(Photo object pointing records)
>>>>>

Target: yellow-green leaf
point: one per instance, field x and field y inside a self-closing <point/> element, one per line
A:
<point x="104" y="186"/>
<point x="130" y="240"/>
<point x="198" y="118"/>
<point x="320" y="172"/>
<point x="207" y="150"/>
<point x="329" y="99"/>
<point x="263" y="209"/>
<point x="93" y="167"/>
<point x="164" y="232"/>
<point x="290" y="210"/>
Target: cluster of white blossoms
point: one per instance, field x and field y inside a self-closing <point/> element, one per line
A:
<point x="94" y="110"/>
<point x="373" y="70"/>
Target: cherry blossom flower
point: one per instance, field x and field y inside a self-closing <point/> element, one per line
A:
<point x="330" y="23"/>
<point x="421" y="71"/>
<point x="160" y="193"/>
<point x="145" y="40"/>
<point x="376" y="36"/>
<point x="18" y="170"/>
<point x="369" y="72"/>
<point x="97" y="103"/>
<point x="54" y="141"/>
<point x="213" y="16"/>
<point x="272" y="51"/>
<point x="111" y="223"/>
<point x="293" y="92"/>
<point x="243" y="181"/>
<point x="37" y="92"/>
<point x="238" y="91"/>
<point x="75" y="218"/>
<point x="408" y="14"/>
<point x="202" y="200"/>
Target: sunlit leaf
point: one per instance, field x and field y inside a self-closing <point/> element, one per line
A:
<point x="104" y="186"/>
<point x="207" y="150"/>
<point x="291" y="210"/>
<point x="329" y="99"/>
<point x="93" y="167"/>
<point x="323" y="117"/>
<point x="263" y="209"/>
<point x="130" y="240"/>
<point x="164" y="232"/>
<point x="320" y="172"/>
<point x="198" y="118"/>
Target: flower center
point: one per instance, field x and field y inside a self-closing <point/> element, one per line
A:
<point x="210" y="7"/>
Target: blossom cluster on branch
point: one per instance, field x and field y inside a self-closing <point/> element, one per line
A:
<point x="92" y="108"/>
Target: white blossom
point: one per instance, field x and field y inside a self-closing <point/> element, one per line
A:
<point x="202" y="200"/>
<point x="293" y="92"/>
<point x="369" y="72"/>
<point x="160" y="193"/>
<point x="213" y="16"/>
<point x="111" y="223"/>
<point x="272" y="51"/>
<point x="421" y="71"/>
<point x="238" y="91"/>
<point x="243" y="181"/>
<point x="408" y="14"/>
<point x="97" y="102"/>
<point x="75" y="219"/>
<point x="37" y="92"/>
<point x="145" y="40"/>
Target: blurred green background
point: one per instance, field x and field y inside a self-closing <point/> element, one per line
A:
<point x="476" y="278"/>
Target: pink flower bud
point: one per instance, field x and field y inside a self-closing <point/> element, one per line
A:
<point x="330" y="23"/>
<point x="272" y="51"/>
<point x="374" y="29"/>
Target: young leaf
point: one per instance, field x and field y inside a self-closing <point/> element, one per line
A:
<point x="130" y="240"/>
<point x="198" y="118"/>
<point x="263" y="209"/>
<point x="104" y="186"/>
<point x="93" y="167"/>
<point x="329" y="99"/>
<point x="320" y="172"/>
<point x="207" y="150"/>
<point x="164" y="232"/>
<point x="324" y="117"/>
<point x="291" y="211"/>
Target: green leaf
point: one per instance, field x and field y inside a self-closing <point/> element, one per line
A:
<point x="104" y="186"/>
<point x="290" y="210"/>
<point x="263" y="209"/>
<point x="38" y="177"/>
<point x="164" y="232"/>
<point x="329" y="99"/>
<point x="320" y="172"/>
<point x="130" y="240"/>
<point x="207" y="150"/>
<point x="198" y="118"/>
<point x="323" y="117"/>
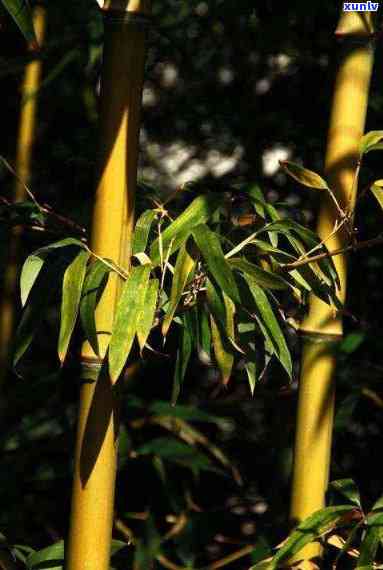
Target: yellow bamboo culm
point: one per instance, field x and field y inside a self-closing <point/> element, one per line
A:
<point x="25" y="142"/>
<point x="91" y="519"/>
<point x="322" y="329"/>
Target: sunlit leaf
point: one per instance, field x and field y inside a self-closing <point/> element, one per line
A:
<point x="184" y="266"/>
<point x="370" y="543"/>
<point x="261" y="276"/>
<point x="369" y="141"/>
<point x="34" y="262"/>
<point x="273" y="330"/>
<point x="251" y="371"/>
<point x="222" y="352"/>
<point x="146" y="317"/>
<point x="377" y="190"/>
<point x="94" y="285"/>
<point x="304" y="176"/>
<point x="209" y="245"/>
<point x="71" y="294"/>
<point x="141" y="231"/>
<point x="129" y="308"/>
<point x="199" y="211"/>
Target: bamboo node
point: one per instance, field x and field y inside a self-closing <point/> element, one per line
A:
<point x="126" y="18"/>
<point x="90" y="369"/>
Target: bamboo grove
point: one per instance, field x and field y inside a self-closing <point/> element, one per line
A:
<point x="214" y="281"/>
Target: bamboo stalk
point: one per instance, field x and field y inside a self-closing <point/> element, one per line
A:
<point x="25" y="140"/>
<point x="322" y="329"/>
<point x="97" y="437"/>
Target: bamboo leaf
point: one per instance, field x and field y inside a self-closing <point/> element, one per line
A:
<point x="71" y="294"/>
<point x="220" y="309"/>
<point x="209" y="245"/>
<point x="141" y="231"/>
<point x="94" y="285"/>
<point x="205" y="333"/>
<point x="199" y="212"/>
<point x="271" y="326"/>
<point x="348" y="489"/>
<point x="377" y="190"/>
<point x="53" y="554"/>
<point x="29" y="273"/>
<point x="125" y="325"/>
<point x="369" y="141"/>
<point x="22" y="15"/>
<point x="316" y="525"/>
<point x="146" y="317"/>
<point x="251" y="371"/>
<point x="370" y="543"/>
<point x="46" y="285"/>
<point x="222" y="352"/>
<point x="34" y="263"/>
<point x="304" y="176"/>
<point x="185" y="264"/>
<point x="183" y="356"/>
<point x="264" y="278"/>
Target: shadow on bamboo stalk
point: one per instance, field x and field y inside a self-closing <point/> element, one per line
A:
<point x="91" y="521"/>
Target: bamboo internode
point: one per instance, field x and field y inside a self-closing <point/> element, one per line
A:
<point x="322" y="328"/>
<point x="97" y="437"/>
<point x="25" y="140"/>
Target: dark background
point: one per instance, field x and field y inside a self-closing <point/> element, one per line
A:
<point x="223" y="79"/>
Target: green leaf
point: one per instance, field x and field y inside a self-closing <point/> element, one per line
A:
<point x="205" y="333"/>
<point x="53" y="554"/>
<point x="185" y="264"/>
<point x="48" y="280"/>
<point x="34" y="263"/>
<point x="348" y="489"/>
<point x="183" y="356"/>
<point x="270" y="325"/>
<point x="264" y="278"/>
<point x="199" y="211"/>
<point x="304" y="176"/>
<point x="370" y="543"/>
<point x="352" y="342"/>
<point x="369" y="141"/>
<point x="125" y="325"/>
<point x="222" y="352"/>
<point x="377" y="190"/>
<point x="251" y="371"/>
<point x="141" y="231"/>
<point x="22" y="15"/>
<point x="94" y="285"/>
<point x="209" y="245"/>
<point x="71" y="294"/>
<point x="29" y="273"/>
<point x="146" y="317"/>
<point x="310" y="529"/>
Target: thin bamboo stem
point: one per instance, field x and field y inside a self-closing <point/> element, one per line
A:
<point x="322" y="328"/>
<point x="97" y="437"/>
<point x="25" y="140"/>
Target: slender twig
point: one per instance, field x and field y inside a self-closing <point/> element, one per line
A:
<point x="353" y="247"/>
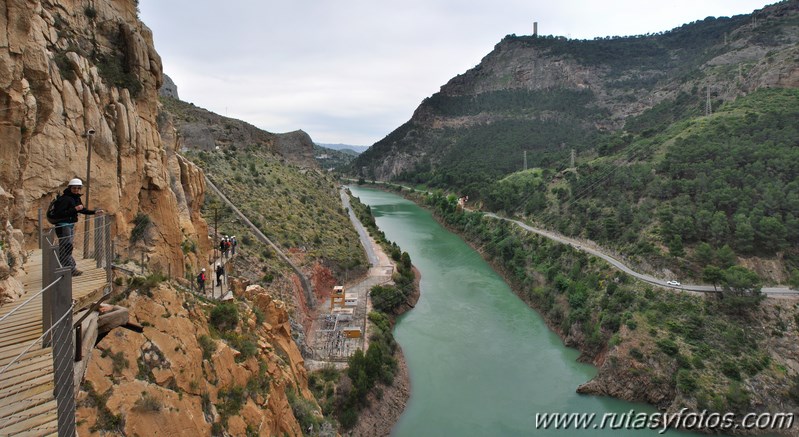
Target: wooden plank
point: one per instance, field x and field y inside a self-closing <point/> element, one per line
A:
<point x="17" y="325"/>
<point x="34" y="376"/>
<point x="38" y="362"/>
<point x="36" y="396"/>
<point x="35" y="425"/>
<point x="27" y="406"/>
<point x="26" y="336"/>
<point x="8" y="354"/>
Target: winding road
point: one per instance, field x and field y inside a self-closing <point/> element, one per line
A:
<point x="770" y="291"/>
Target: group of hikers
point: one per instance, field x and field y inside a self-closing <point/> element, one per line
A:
<point x="227" y="247"/>
<point x="63" y="213"/>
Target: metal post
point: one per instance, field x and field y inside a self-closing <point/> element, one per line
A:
<point x="49" y="264"/>
<point x="63" y="364"/>
<point x="109" y="248"/>
<point x="89" y="134"/>
<point x="98" y="240"/>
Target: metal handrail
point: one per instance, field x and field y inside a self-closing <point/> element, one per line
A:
<point x="38" y="340"/>
<point x="30" y="299"/>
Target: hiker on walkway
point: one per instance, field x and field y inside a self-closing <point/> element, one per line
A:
<point x="65" y="212"/>
<point x="201" y="280"/>
<point x="220" y="271"/>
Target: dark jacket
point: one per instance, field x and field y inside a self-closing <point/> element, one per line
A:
<point x="64" y="208"/>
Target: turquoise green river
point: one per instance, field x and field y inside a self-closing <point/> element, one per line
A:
<point x="481" y="362"/>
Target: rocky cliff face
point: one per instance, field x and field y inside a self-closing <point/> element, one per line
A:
<point x="622" y="78"/>
<point x="70" y="68"/>
<point x="200" y="129"/>
<point x="174" y="378"/>
<point x="77" y="77"/>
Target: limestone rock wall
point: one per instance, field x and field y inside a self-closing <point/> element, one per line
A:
<point x="175" y="378"/>
<point x="68" y="68"/>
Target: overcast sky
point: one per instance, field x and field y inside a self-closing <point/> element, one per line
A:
<point x="352" y="71"/>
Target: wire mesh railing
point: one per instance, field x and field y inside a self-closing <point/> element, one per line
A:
<point x="90" y="239"/>
<point x="37" y="355"/>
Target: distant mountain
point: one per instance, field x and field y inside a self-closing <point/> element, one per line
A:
<point x="357" y="149"/>
<point x="676" y="149"/>
<point x="549" y="95"/>
<point x="332" y="159"/>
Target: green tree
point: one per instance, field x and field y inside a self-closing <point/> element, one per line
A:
<point x="713" y="275"/>
<point x="703" y="254"/>
<point x="744" y="234"/>
<point x="740" y="290"/>
<point x="676" y="248"/>
<point x="741" y="281"/>
<point x="771" y="232"/>
<point x="793" y="280"/>
<point x="726" y="257"/>
<point x="719" y="228"/>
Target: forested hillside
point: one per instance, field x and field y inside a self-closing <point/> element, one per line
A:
<point x="684" y="141"/>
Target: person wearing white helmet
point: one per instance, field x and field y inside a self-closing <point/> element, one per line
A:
<point x="201" y="280"/>
<point x="66" y="210"/>
<point x="220" y="272"/>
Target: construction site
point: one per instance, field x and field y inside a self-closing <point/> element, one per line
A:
<point x="341" y="326"/>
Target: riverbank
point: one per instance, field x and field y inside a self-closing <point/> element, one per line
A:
<point x="668" y="349"/>
<point x="386" y="403"/>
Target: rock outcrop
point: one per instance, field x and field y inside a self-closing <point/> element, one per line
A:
<point x="175" y="378"/>
<point x="79" y="83"/>
<point x="527" y="80"/>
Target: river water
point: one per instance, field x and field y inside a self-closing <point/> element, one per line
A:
<point x="481" y="362"/>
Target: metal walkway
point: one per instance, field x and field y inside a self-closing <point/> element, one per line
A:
<point x="33" y="400"/>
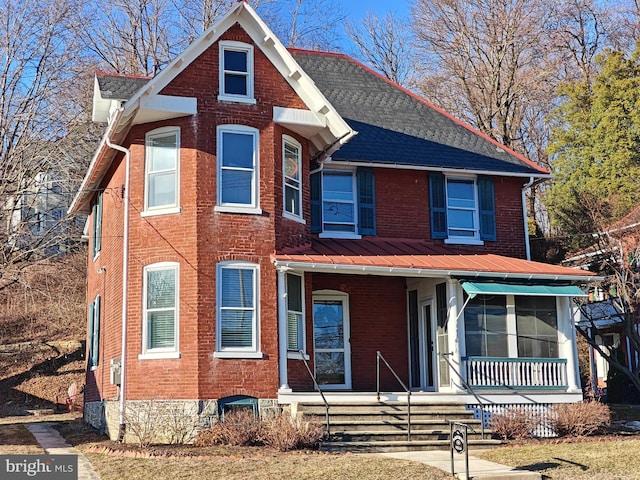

<<<<<

### SHORT EXERCISE
Retype the listing starting with the line that contains "Target: person wearing white helmet" and going on through the end of the listing. Leave the pictures out.

### SOLUTION BELOW
Target: person wearing white helmet
point: one per instance, field x and field y inside a self-closing <point/> element, one per line
A:
<point x="201" y="280"/>
<point x="66" y="210"/>
<point x="220" y="272"/>
Target: construction site
point: one per instance, field x and field y inside a self-closing <point/> element, one per line
A:
<point x="341" y="326"/>
Target: riverbank
point: one per instance, field x and field y inside a self-closing <point/> element, one per line
A:
<point x="668" y="349"/>
<point x="386" y="403"/>
Target: rock outcrop
point: one per instance, field x and field y inside a self-closing <point/> element, one per line
A:
<point x="175" y="378"/>
<point x="79" y="83"/>
<point x="527" y="80"/>
Target: river water
point: one per instance, field x and field y inside a self-closing <point/> element, one per line
A:
<point x="481" y="362"/>
Target: metal walkway
point: one per instance, field x and field y inside a self-closing <point/> element, one per line
A:
<point x="33" y="400"/>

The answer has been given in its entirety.